■ YOUR OBJECTIVE
The listing below should be copied in full, word for word.

━━━━━━━━━━

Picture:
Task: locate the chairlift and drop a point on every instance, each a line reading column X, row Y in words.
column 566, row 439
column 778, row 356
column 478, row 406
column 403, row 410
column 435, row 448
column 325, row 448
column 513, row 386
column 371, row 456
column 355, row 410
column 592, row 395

━━━━━━━━━━

■ RESULT OF THIS TASK
Picture:
Task: locate the chairlift and drop a point on every instance, each a line reading column X, row Y in words.
column 566, row 439
column 778, row 356
column 478, row 406
column 403, row 410
column 435, row 448
column 325, row 448
column 513, row 386
column 371, row 456
column 355, row 410
column 592, row 395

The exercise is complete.